Okunacak metin
>>>>

Erdoğan için zorlu viraj
Abone olGazeteci Murat Yetkin, Avrupa İnsan Hakları Mahkemesi'nin türban kararının yeni bir hukuki zemin oluşturduğunu belirterek, gözlerin Başbakan'a çevrildiğini yazdı.
Radikal Yazarı Murat Yetkin Başbakan'ın AİHM'den çıkan karar ile
zorlu bir viraja girdiğini belirterek, tüm dikkatlerin Erdoğan'ın
alacağı tavra kilitlendiğini yazdı
Erdoğan siyasi hayatının en zor dönemecinde
AİHM'nin türban kararı yeni hukuki zemin oluşturdu. Gözler
Erdoğan'a çevriliyor
Avrupa İnsan Hakları Mahkemesi'nin (AİHM) Türk üniversitelerindeki
türban yasağına onay veren kararı beklenmiyor değildi. Ama önceki
gün, tam da NATO zirvesinin kazasız belasız tamamlandığı 29
Haziran'da açıklanması Başbakan Tayyip Erdoğan'ın canını sıktı. O
gün ABD Başkanı George Bush'un İstanbul'da Türkiye'nin Müslüman
ülkede laik demokrasi örneği olduğunu ve bölge ülkelerinin
Türkiye'nin izinden gitmesi gerektiğini söylemişti. Yine aynı gün
Fransa Cumhurbaşkanı Jacques Chirac'ın Türkiye'nin Avrupa
Birliği'ne üye olmasını desteklediğini ilk defa en açık şekilde
kamuya açıklamış, ama bunu açıklarken, Türkiye'nin Müslüman
olmasına karşın din ve devlet işlerini birbirinden ayırması
sayesinde demokrasisinde ilerleme sağladığını söylemişti. Almanya
Cumhurbaşkanı Gerhard Schöder de, Türkiye ile üyelik
müzakerelerinin başlatılmamasının Avrupa'yı sözünde durmaya cesaret
edemeyen bir konumda bırakacağını söylüyordu.
Haber İstanbul'daki NATO basın merkezine Bush, Galatasaray
Üniversitesi'nde konuşma yaparken, Başbakan Erdoğan'ın basın
toplantısı yapmasına az süre kala ulaştı. Bu konuda basın
toplantısında sorulan soruyu, konuyla ilgili olmadığı gerekçesiyle
yanıtlamadı. Daha sonra basın merkezini ziyaretinde gazetecilerin
aynı sorusunu "Güzel bir NATO zirvesini bu konuyla gölgelemeyelim"

<<<<

Kaynak veriler

>>>>

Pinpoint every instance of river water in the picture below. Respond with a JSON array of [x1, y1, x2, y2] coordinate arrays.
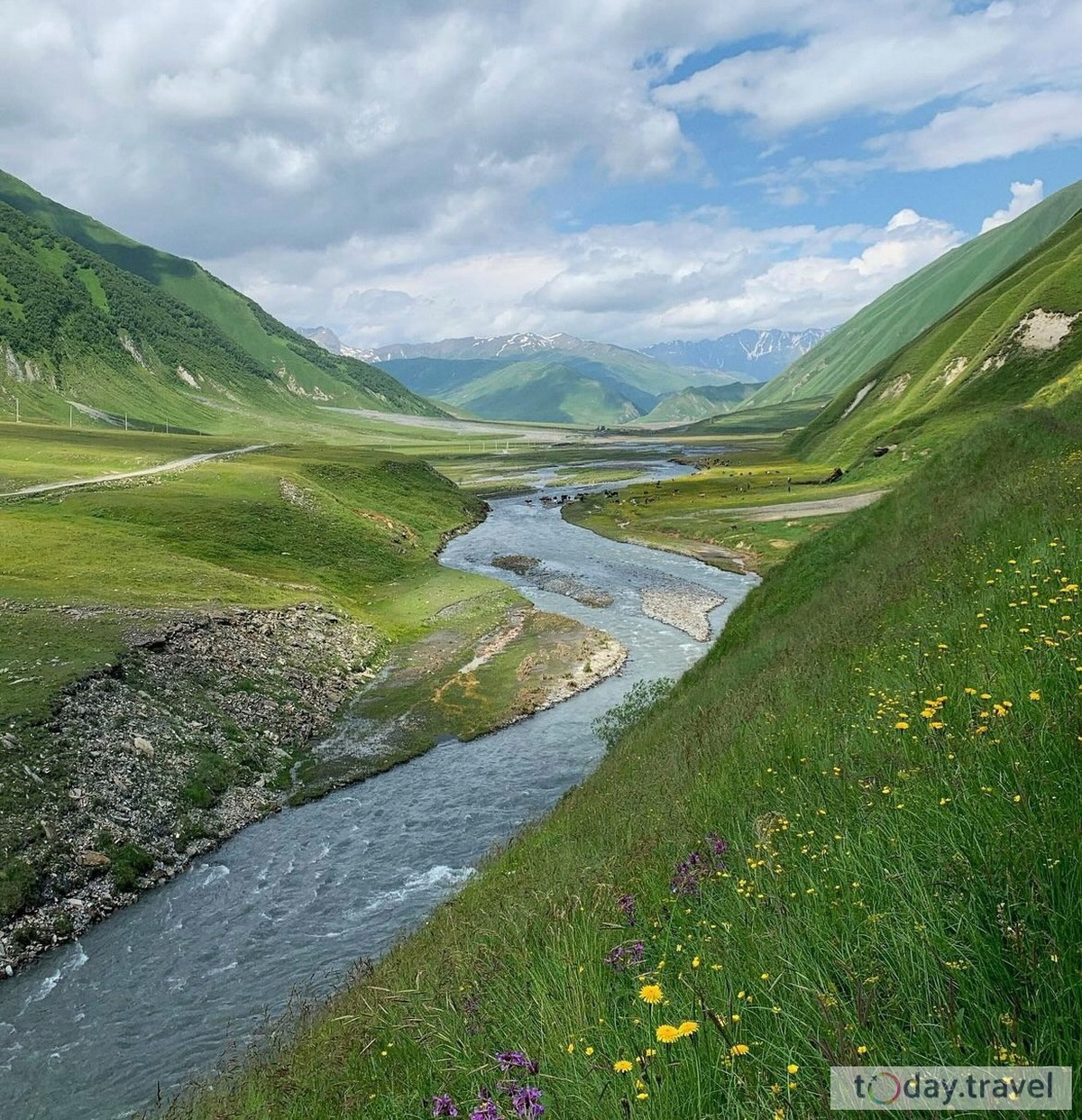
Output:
[[0, 464, 755, 1120]]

<<<<

Yapılacak işler
- 1) AİHM'nin türban kararını konu alan metne göre bu karar hangi tarihte açıklandı?
- 2) AİHM'nin türban kararını konu alan metni kaldığı yerden devam ettirin.
Veriler, metnin konusuyla ilgili değildir.

Beklenen çıktılar
- 1) 29 Haziran'da.

- 2)
diye yanıtladı.
Konu mutlaka NATO zirvesiyle doğrudan ilgili değil. Ancak NATO,
Avrupa Birliği ve Türkiye'nin uluslararası ve uluslarüstü Batı
kurumlarıyla, Batı toplumlarıyla ilişkileri ile bağlantılı. Çünkü
Türkiye'nin Batı toplum ve kurumlarında kabul görmeye başlaması,
diğer Müslüman nüfuslu ülkelere örnek gösteriliyor olması ne
yalnızca çoğulcu demokrasisini 80 yıl aradan sonra oturtabilmiş
olmasından, ne de yalnızca Müslüman bir toplumda dinle devleti
ayırıp, laik bir idareyi yaşatabilmiş olmasından kaynaklanıyor.
Uygarlıklar çatışmasında Türkiye'nin yanıtı, bazılarının canını
sıksa da, Türkiye'nin Müslüman bir toplumda demokrasiyi laik idare
yoluyla yaşatabilmiş olmasında. Oybirliği ile alınan AİHM kararı
aslında bunu tescil ediyor. Erdoğan'ın can sıkıntısının bir bölümü
de buradan kaynaklanıyor.
Dışta sıkıntı, içte sıkıntı
Erdoğan'ın sıkıntısının daha büyük bölümü ise yurtiçinde karşı
karşıya kalacağı sorunlara ilişkin. Erdoğan ve AKP yönetiminin,
kuruluşundan itibaren, Necmettin Erbakan liderliğindeki Milli Görüş
hareketi ile bağlarının koptuğunu gösteren önemli işaretlerden
birisi, AB karşısındaki tutumları oldu. Erbakan için AB, ya da eski
adıyla AT, AET, bir 'Hıristiyan kulübü' idi. 'Onlar ortak, biz
pazar' olacaktık, dolayısıyla uzak durmalıydık. Oysa AKP hükümeti,
olumlu yönde aktif bir tutum aldı. Hatta AB Anayasası'nda
Hıristiyanlığa atıf olmaması için önemli çaba harcadı. Bunu
yaparken tabanının bir kısmını dini özgürlüklerin AB çatısı altında
daha iyi sağlanacağı, garanti altına alınabileceği teziyle ikna
etti.
Aslında bu doğru bir yaklaşımdı. AB mevzuatı inanç özgürlüğünün
daha iyi kullanılabilmesi ve korunabilmesi için gerçekten de daha
geniş imkânlar tanıyor. Ama AB mevzuatı aynı zamanda din ve devlet
işlerinin birbirinden ayrı tutulması ilkesini de sıkı kilitler
altına alıyor. Yani Türkiye'nin muhtemel AB üyeliği, yalnızca inanç
özgürlüğü açısından değil, laiklik ilkesi, din ve devlet işlerinin
birbirinden ayrı tutulması açısından da yeni teminat getiriyor.
AİHM kararı bu açıdan da yorumlanabilir.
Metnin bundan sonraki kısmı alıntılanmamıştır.